Text provided:
++++
Elodie Reed, St. Albans Messenger
I want to do a lot of stuff when I grow up.
ST. ALBANS — Last year, Johnny Ireland, 9, wanted to run a pumpkin pie business and make enough money to buy some toys.
Thanks to the donation of pumpkin seeds by the St. Albans Cooperative Creamery store, Swanton resident Andrew Judge’s project organization, and the help of friend and business partner Jackson Hayes, 8, Ireland was able to do it. The two boys started J&J Gardens in the backyard and kitchen of Ireland’s St. Albans residence, and the pair planted, grew, and baked pies, made some pumpkin bread and pumpkin puree.
After donating one-third of the money to Northwest Family Foods – they made a total of about $300 – Ireland and Hayes bought some Nerf guns.
This year, the pair want to do it all again. With the help of Judge’s project Seeds For Growth, Ireland and Hayes will be able to.
Ireland’s business got its start last year when he met Judge in The Traveler’s Cup coffee shop one day last spring. Ireland told Judge what he wanted to do, and Judge challenged him to do it. Judge gave Ireland some pumpkin seeds, with the condition that Ireland donate a third of the money his business made back to Northwest Family Foods.
Ireland used three of his father’s six garden beds at home and baked in his mother’s kitchen, and he also had a little guidance from Judge as how to run his business. Ireland said he chose pumpkin pie after making it for the first time a couple of years ago, and loving the taste.
“We made a couple of pumpkin pies and I said, ‘Hmm, this is a good idea. I think I want to make a business out of this,’” Ireland said yesterday. “I really like baking,” he added.
++++
Data shown:

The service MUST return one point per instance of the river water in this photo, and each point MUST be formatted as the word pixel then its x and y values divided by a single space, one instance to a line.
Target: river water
++++
Requirements: Reproduce verbatim the passage of the pumpkin pie business article that begins at the words "Elodie Reed, St." and ends after the words "buy some toys.".

Solution to the problem:
Elodie Reed, St. Albans Messenger
I want to do a lot of stuff when I grow up.
ST. ALBANS — Last year, Johnny Ireland, 9, wanted to run a pumpkin pie business and make enough money to buy some toys.